Description of the task: Could you retype every record below exactly as it appears?

Records for the task:
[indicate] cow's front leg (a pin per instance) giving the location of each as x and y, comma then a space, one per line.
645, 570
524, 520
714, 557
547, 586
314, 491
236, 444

Reply to the exercise:
[indicate] cow's front leg (a pin per instance) giving the location of each as x and y, comma then a space, one per line.
645, 570
524, 520
714, 557
547, 586
314, 491
236, 444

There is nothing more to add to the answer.